*** Opening Data extracts ***

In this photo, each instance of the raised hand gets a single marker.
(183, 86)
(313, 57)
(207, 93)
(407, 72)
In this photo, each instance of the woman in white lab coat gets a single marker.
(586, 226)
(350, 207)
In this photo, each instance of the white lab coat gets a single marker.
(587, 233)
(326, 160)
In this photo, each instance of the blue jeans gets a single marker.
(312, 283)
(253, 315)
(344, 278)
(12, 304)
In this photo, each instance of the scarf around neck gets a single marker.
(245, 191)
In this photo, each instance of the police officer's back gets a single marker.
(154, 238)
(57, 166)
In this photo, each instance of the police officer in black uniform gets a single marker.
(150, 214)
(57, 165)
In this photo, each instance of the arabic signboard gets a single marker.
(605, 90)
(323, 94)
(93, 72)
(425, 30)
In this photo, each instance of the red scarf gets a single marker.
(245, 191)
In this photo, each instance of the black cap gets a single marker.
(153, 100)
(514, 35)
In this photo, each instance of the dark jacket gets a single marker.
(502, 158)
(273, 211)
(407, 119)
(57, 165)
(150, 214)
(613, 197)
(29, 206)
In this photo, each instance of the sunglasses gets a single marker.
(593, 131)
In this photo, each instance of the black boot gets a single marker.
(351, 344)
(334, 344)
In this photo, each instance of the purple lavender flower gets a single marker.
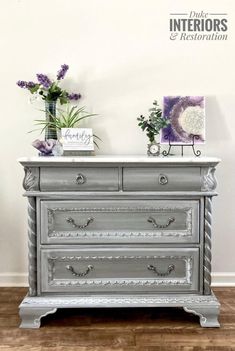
(22, 84)
(44, 80)
(31, 85)
(74, 96)
(61, 73)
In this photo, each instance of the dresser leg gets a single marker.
(31, 317)
(208, 315)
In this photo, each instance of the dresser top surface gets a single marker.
(121, 159)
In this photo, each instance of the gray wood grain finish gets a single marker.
(108, 221)
(206, 307)
(161, 179)
(32, 250)
(119, 232)
(207, 246)
(108, 269)
(79, 179)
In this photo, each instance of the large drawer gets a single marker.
(161, 179)
(84, 269)
(78, 179)
(116, 221)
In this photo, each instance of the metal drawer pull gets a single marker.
(82, 274)
(171, 268)
(80, 179)
(79, 226)
(161, 226)
(162, 179)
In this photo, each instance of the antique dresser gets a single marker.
(119, 231)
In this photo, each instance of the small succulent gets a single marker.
(154, 123)
(48, 89)
(69, 118)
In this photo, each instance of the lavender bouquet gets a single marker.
(49, 90)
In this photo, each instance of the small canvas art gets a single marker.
(186, 116)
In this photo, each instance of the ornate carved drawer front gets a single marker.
(124, 269)
(78, 179)
(114, 221)
(161, 179)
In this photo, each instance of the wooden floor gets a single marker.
(159, 329)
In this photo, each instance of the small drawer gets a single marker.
(161, 179)
(78, 179)
(119, 221)
(86, 269)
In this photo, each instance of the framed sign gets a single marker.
(80, 139)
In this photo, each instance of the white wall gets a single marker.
(120, 59)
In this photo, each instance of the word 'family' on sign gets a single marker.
(77, 138)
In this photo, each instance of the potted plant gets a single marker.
(50, 92)
(71, 117)
(152, 125)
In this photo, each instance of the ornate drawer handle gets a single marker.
(79, 226)
(162, 179)
(161, 226)
(171, 268)
(80, 179)
(80, 274)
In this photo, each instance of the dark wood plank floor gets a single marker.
(159, 329)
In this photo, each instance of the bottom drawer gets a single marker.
(109, 269)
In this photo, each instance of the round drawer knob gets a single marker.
(80, 179)
(162, 179)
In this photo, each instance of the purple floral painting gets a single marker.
(186, 116)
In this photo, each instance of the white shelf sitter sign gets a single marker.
(77, 139)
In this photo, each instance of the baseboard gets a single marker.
(223, 279)
(13, 279)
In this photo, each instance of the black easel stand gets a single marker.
(192, 144)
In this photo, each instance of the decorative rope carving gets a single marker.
(30, 181)
(32, 256)
(209, 181)
(207, 246)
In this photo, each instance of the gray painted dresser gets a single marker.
(119, 231)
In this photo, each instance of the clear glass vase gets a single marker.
(50, 108)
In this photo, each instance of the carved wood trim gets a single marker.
(207, 246)
(55, 281)
(122, 233)
(32, 252)
(31, 178)
(209, 182)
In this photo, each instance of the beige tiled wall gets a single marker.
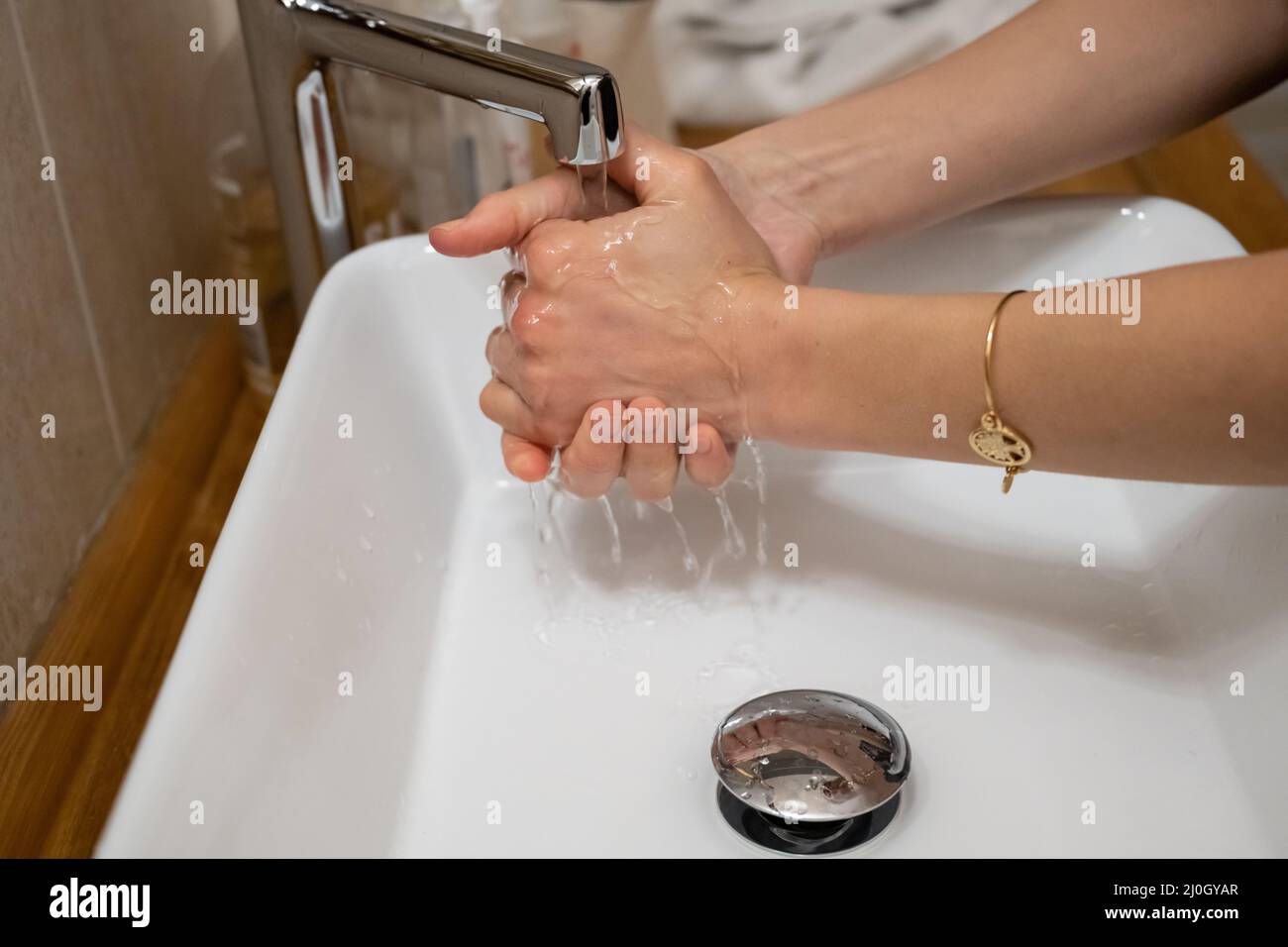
(112, 91)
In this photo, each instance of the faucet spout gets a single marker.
(290, 46)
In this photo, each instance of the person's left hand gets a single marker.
(638, 304)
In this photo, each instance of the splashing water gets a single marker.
(691, 561)
(734, 544)
(761, 488)
(612, 528)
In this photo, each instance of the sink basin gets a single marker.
(516, 696)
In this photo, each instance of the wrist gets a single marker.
(772, 352)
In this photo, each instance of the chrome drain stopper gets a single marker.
(809, 772)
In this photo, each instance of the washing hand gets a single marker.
(631, 307)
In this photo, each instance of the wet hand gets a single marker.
(626, 307)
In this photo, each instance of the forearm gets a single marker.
(1094, 395)
(1020, 107)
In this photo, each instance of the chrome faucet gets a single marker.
(291, 44)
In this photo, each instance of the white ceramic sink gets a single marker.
(494, 714)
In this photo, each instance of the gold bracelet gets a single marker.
(992, 440)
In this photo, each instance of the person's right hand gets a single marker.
(590, 470)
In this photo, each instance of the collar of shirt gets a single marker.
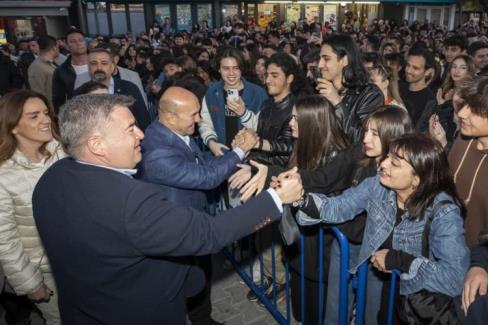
(111, 86)
(185, 138)
(127, 172)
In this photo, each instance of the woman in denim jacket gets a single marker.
(413, 177)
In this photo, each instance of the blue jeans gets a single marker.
(373, 293)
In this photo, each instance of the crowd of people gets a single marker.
(114, 151)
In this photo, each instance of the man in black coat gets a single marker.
(100, 68)
(118, 248)
(65, 75)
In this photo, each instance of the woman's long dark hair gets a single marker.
(429, 162)
(11, 109)
(354, 74)
(390, 121)
(320, 132)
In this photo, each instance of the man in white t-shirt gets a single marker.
(65, 75)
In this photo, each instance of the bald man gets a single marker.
(172, 160)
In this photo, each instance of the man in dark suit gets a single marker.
(173, 160)
(117, 246)
(100, 68)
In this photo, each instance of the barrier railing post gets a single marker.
(302, 277)
(273, 271)
(321, 275)
(288, 295)
(361, 293)
(344, 276)
(395, 274)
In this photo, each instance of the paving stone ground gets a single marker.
(229, 302)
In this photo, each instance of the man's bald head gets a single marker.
(179, 110)
(175, 97)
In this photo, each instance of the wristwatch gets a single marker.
(301, 202)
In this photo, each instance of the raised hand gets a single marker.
(290, 188)
(246, 139)
(436, 130)
(236, 105)
(256, 184)
(216, 148)
(240, 177)
(326, 88)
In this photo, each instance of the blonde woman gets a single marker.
(27, 150)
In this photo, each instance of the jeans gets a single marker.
(375, 283)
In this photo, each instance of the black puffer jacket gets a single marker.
(63, 84)
(10, 78)
(273, 125)
(356, 105)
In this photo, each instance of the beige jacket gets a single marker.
(22, 255)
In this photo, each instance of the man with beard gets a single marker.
(415, 93)
(100, 68)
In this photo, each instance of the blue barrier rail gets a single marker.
(283, 314)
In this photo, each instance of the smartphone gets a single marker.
(232, 94)
(315, 71)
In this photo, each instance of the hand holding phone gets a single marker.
(232, 94)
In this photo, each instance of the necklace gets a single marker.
(466, 201)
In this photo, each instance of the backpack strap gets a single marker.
(428, 223)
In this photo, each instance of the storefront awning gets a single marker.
(437, 2)
(34, 8)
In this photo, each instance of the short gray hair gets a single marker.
(82, 115)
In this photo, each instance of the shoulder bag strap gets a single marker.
(428, 223)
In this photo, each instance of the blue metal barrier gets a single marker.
(362, 278)
(395, 275)
(284, 316)
(344, 276)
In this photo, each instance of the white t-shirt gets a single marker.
(79, 69)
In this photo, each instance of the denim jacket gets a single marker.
(448, 260)
(212, 125)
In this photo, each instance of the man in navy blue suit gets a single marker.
(173, 160)
(117, 246)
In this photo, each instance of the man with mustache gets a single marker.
(100, 68)
(419, 72)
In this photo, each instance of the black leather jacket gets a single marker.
(273, 126)
(63, 83)
(356, 105)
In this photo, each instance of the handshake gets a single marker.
(288, 186)
(246, 139)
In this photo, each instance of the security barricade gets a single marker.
(283, 314)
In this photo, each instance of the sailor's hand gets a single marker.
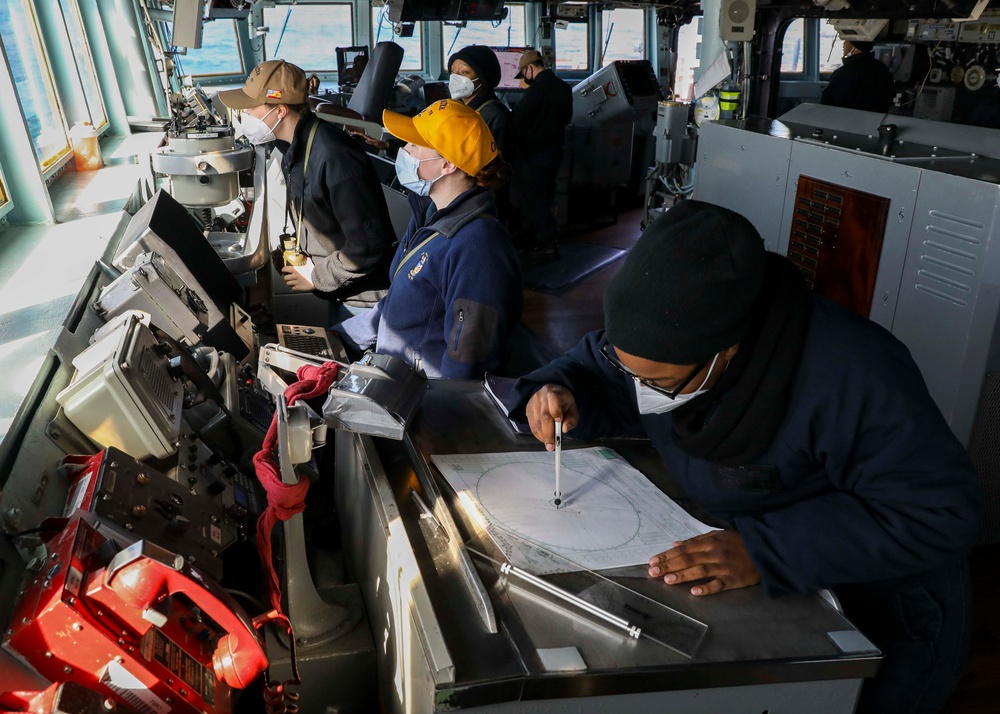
(299, 278)
(548, 405)
(720, 556)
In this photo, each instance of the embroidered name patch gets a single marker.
(418, 267)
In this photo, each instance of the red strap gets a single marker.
(285, 500)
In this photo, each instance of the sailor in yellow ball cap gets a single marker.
(336, 208)
(455, 295)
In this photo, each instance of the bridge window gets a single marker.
(308, 35)
(793, 48)
(830, 49)
(84, 62)
(573, 47)
(219, 53)
(33, 79)
(624, 34)
(413, 46)
(509, 32)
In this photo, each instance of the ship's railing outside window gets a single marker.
(573, 47)
(830, 48)
(624, 32)
(413, 47)
(308, 35)
(218, 55)
(509, 32)
(84, 62)
(35, 88)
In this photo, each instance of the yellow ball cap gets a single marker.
(452, 129)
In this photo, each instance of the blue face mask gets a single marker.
(406, 172)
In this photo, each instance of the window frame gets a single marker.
(418, 30)
(807, 48)
(585, 72)
(522, 6)
(644, 33)
(6, 201)
(51, 89)
(216, 76)
(88, 60)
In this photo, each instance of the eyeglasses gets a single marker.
(651, 383)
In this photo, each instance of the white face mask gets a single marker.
(461, 86)
(406, 171)
(256, 130)
(652, 402)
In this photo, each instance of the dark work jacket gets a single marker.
(454, 300)
(347, 228)
(864, 482)
(498, 118)
(540, 118)
(863, 82)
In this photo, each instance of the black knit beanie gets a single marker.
(687, 287)
(483, 62)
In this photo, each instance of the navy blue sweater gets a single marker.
(455, 300)
(872, 484)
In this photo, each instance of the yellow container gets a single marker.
(86, 147)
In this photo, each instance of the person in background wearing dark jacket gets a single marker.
(806, 427)
(455, 296)
(862, 82)
(540, 120)
(475, 73)
(331, 188)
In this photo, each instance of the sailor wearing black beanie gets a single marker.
(475, 72)
(687, 288)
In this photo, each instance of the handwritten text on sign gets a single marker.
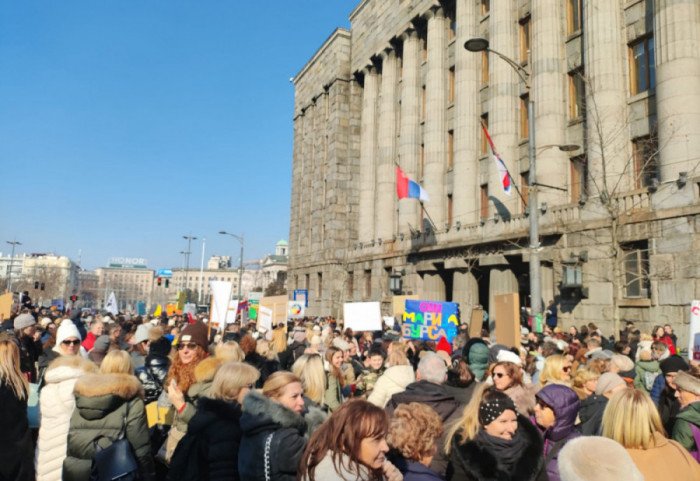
(430, 320)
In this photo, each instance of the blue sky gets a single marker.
(127, 124)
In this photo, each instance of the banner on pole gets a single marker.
(430, 320)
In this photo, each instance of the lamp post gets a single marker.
(240, 269)
(12, 261)
(481, 45)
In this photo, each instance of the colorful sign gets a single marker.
(430, 320)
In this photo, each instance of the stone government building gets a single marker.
(619, 232)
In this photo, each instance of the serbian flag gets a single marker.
(407, 188)
(503, 173)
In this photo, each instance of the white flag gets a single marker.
(111, 306)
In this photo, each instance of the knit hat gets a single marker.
(687, 382)
(24, 320)
(674, 363)
(66, 329)
(443, 345)
(195, 332)
(508, 356)
(595, 458)
(607, 382)
(102, 343)
(141, 333)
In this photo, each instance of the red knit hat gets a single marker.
(443, 345)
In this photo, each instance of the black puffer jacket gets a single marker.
(209, 450)
(265, 419)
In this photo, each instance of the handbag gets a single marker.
(116, 461)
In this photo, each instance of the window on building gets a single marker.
(636, 270)
(484, 201)
(645, 152)
(642, 71)
(524, 125)
(574, 16)
(579, 178)
(577, 94)
(525, 38)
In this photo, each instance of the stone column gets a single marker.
(385, 213)
(677, 41)
(548, 87)
(435, 131)
(466, 118)
(368, 151)
(504, 87)
(606, 98)
(409, 138)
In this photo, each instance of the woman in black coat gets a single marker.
(209, 450)
(492, 442)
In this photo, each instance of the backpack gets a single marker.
(116, 461)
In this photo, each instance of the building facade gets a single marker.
(618, 216)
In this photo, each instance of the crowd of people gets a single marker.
(310, 400)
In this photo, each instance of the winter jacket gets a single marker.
(56, 403)
(565, 404)
(472, 461)
(435, 396)
(647, 371)
(591, 415)
(393, 381)
(152, 376)
(100, 407)
(209, 450)
(16, 451)
(273, 440)
(682, 432)
(666, 460)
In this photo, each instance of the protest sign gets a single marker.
(430, 320)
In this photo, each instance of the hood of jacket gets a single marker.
(262, 414)
(97, 395)
(565, 403)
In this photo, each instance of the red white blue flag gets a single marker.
(503, 173)
(407, 188)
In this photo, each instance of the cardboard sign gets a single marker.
(430, 320)
(362, 316)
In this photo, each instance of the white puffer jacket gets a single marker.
(393, 381)
(56, 404)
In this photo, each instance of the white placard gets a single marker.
(694, 338)
(221, 295)
(265, 317)
(362, 316)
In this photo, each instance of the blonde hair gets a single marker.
(552, 370)
(231, 378)
(229, 351)
(631, 419)
(10, 372)
(117, 362)
(275, 384)
(309, 368)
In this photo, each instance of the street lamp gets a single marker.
(12, 261)
(240, 269)
(482, 45)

*** Closing Data extracts ***

An exact, line-for-line copy is required: from the line containing "In this photo, each instance of the red white" through the final line of the listing above, both included, with nothing else.

### Answer
In this photo, each instance of the red white blue flag gets a single marker.
(503, 173)
(407, 188)
In this photo, each instance of the cardboard sign gets a single marker.
(430, 320)
(362, 316)
In this photo, each instance of the white puffer jacket gets a single marker.
(393, 381)
(56, 404)
In this photo, each instance of the white placard gets a single marker.
(694, 338)
(221, 295)
(265, 317)
(362, 316)
In this photo, each instance of the blonde hair gets a single marker.
(552, 370)
(231, 378)
(229, 351)
(631, 419)
(10, 372)
(117, 362)
(275, 384)
(309, 368)
In this photo, each instance of the street lamp gets a single marker.
(12, 261)
(240, 269)
(482, 45)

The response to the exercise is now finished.